De(e)pre(ce)ssion



Vicenza – last v. 2008\09\25

enzo fabio arcangeli





a work-in-progress dictionary and encyclopedia of social sciences

The political economy of

innovation and transportation

economia dell'innovazione e dei trasporti

a.a. 2008\09

facoltà di economia – università di verona \ università in vicenza

Vicenza, aula 7: 1.30 pm on Mondays, 2.30 pm on Thursdays

LANGUAGE

The course (15 lectures and 3 research seminars) is entirely taught in English – except for research seminars, where we will take a pause in Italian. Therefore, attending its lectures is particularly recommended for your language training and, namely, the learning of professional English (although, in principle, the discipline and the examination can be prepared quite well by the student himself even without attending the lectures, namely by keeping in close touch with the teacher, his websites and his colloquia twice per week: during the 1st semester, they will be just after lecturing - on Mondays and Thursdays). In detail:

– most textbooks, and all the frontal lectures are in English

– all the 4 required written essays are necessarily in English – although they will be evaluated for their economic contents, not for their English language standard

– the student can choose whether to hold the final oral colloquium in his mother language.

The language logic is to build and improve upon the mixed language approach of last year's “International Industrial Economics” teaching. It is coherent with the minimum required background, in a Master (Laurea Magistrale) in International economics. Therefore you are invited to attend for your own sake, at least the parts you are most interested to (a calendar with the arguments\dates will be regularly updated on line).

**Provided information**
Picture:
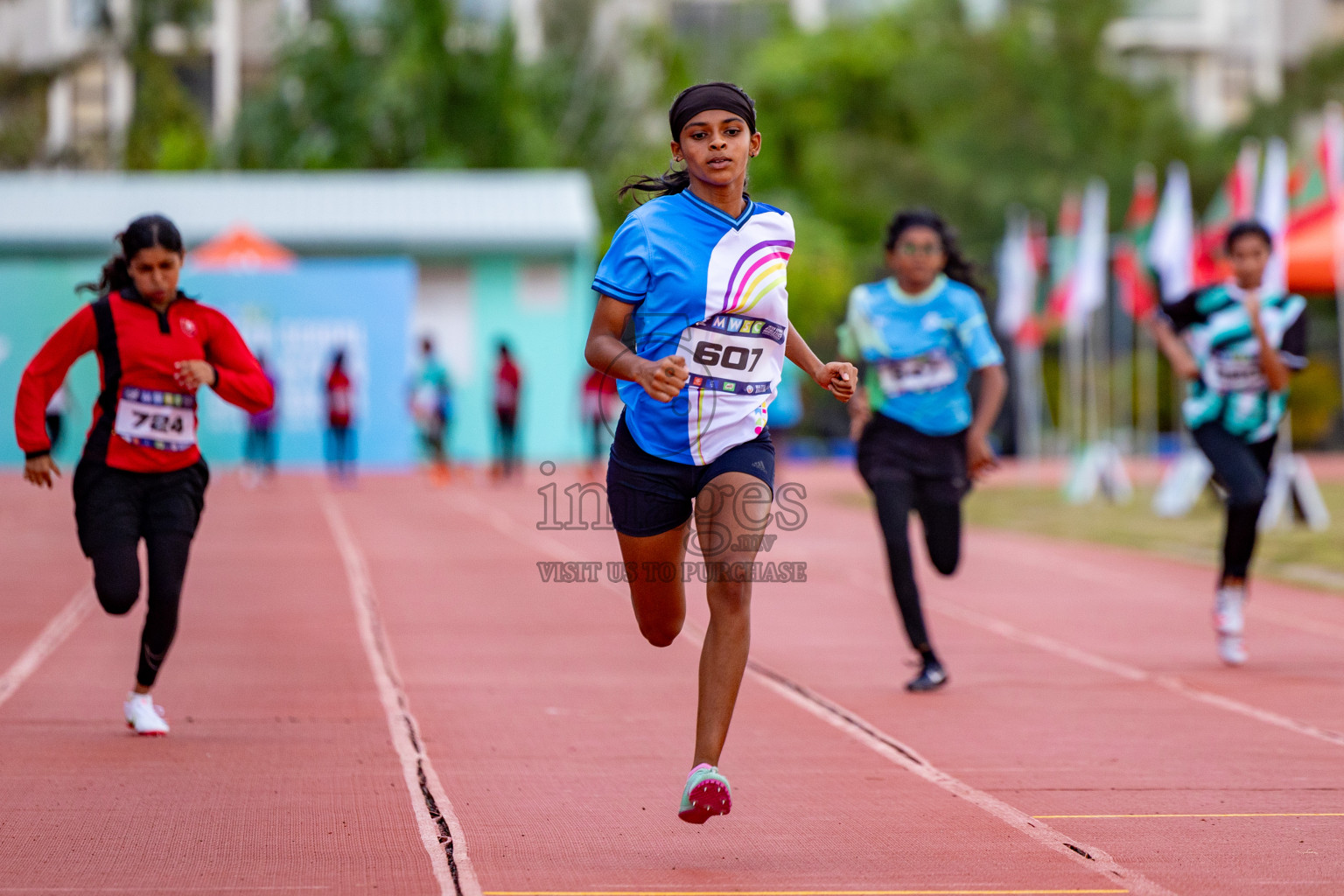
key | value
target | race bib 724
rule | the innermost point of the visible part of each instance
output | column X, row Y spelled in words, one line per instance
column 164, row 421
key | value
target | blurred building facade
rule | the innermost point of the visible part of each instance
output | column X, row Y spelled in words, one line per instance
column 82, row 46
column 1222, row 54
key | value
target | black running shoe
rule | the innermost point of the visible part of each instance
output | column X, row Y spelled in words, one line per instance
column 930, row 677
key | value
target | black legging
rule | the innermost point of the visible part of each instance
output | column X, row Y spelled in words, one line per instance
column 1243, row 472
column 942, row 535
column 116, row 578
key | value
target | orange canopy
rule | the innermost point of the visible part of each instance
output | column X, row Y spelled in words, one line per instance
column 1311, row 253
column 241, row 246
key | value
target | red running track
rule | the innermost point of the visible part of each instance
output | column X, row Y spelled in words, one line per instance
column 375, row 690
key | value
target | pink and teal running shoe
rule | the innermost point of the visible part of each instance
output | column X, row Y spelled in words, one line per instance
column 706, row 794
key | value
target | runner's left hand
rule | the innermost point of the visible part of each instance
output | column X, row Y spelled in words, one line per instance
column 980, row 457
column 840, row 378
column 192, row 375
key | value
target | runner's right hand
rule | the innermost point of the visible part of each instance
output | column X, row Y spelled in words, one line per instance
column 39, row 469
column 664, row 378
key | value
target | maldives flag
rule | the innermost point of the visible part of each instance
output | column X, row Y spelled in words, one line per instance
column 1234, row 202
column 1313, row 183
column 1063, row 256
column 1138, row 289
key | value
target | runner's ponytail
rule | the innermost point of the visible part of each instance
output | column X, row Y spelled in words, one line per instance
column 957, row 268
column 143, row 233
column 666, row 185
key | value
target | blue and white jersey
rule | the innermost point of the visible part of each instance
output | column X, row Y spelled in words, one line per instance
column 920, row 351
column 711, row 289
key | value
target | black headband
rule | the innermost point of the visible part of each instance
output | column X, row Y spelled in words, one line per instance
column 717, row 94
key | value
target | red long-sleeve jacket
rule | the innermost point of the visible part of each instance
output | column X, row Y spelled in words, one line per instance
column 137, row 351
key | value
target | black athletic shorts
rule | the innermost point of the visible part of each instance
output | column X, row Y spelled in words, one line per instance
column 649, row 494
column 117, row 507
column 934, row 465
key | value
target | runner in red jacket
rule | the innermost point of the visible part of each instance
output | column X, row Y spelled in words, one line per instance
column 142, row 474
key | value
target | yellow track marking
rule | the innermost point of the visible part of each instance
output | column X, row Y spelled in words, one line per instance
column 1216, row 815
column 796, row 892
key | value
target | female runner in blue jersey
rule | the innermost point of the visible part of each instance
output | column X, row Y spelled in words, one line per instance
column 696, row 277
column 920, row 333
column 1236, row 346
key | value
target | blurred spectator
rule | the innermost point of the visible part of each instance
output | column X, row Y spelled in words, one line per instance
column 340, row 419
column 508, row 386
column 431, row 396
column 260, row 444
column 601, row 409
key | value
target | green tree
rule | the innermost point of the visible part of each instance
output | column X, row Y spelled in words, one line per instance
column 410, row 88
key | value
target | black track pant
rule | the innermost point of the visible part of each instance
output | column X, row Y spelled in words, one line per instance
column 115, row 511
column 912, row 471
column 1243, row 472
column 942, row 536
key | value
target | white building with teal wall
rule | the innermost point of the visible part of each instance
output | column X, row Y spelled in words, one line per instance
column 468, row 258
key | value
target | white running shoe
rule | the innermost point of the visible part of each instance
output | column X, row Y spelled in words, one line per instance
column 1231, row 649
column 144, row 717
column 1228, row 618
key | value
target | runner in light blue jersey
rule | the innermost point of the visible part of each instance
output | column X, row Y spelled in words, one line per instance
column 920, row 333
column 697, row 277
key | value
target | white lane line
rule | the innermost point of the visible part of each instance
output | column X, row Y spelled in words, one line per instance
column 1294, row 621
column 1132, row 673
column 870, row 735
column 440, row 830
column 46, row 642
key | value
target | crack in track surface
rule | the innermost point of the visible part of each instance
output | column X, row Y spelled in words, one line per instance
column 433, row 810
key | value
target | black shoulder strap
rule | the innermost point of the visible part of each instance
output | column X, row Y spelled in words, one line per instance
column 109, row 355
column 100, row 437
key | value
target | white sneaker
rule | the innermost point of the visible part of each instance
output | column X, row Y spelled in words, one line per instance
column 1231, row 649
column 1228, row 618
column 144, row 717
---
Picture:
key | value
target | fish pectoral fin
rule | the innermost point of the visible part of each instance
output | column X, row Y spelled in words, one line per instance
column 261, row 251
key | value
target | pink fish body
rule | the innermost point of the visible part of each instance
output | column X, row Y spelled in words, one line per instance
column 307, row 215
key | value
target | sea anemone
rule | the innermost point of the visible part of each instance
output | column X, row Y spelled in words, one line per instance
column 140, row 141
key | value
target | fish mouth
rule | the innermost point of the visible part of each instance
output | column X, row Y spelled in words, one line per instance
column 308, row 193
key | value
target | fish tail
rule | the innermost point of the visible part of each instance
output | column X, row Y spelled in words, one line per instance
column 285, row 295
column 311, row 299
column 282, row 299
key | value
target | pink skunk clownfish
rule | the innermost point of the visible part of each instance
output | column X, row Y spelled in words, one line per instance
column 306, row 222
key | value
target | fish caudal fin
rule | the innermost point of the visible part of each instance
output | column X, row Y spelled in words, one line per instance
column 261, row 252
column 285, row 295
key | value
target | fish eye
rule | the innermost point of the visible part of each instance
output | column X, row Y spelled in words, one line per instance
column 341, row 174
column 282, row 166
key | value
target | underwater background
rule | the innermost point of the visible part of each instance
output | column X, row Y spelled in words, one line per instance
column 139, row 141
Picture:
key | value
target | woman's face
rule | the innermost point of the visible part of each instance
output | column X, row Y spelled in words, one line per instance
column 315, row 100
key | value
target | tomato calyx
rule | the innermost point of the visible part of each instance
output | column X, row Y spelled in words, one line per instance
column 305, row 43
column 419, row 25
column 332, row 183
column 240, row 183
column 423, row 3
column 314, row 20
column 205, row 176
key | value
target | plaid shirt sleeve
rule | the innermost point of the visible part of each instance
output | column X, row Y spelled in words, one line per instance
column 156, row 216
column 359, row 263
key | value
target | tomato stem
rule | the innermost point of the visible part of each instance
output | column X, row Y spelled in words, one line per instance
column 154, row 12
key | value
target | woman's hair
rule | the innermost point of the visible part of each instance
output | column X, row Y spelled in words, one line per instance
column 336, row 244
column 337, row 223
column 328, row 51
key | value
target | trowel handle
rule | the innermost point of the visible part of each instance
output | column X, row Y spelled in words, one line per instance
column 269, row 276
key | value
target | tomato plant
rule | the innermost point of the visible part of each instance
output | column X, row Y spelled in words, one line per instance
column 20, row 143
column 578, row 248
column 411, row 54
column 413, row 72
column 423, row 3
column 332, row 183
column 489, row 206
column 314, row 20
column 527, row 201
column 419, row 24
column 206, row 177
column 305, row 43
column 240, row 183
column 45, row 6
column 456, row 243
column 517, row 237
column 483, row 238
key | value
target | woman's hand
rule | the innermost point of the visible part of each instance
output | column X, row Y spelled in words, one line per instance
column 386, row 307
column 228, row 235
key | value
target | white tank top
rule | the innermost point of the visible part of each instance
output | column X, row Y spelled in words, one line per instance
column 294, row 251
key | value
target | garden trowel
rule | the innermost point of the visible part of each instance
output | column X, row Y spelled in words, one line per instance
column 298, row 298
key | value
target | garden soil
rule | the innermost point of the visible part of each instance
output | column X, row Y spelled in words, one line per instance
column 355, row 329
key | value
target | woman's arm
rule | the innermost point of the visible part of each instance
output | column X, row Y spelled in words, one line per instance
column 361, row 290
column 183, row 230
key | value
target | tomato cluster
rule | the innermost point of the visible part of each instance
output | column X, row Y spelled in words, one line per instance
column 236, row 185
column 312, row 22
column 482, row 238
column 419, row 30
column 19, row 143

**What this exercise asks**
1 - In the course description above, in what language must the four required written essays be written?
2 - Extend the course description above with a short passage that picks up after its final sentence.

**Task-by-task answers**
1 - They must be written in English.

2 -
LECTURES' CONTENTS AND PLAN

PART I. Economics of knowledge

1 introduction; science and technology

2 value creation after Sraffa-Marx-Schumpeter (classical versus neoclassical microeconomics). Foundations of Florida's urban sociology (goto Lecture 12). Intellectual Capital and the Capitalist Firm: a new class struggle? What happened to the working class?

3 an overview of innovation – diffusion - impact

4 the economics of science

5 the economics of reverse salients in technology systems, R&D and IPRs. Schmookler, Mowery- Rosenberg, Dosi. Hughes.

SEMINAR I. Case study: free software. Interventions: Giorgio Padrin et al.

PART II. The adoption and implementation of technology systems

6 diffusion-implementation-impact basics and empirics: an introduction; the ICT productivity paradox (David 1990); what we know and do not know: the iceberg, its visible apex, full surface (Stoneman) and full volume (Arcangeli 2008a)

7 profiting from innovation and adoption (Richardson 1972; Teece 1986, 2006; Arcangeli 2008)

8 diffusion modelling

9 economic theories of diffusion

10 an introduction to innovation management. Introduction to the general themes (Tidd et al. 2005). Simulation of their application to ICT adoption and use: the heart of any strategy is how to integrate organisational ways and ICT tools in deploying the “open enterprise” operations, that is the 3 areas to be integrated: SCM (Supply Chain) – ERP (internal organisation solutions, SAP or Oracle in large ones) – CRM (customers).

SEMINAR II. A joint discussion with your colleagues from Marketing & Communication. [1]

PART III. Urban economics and maritime shipping

11 urban economics basics – I. City functions and history in brief. General urban equilibrium.

12 urban economics basics – II. City systems and dynamics. Urbanisation. World cities.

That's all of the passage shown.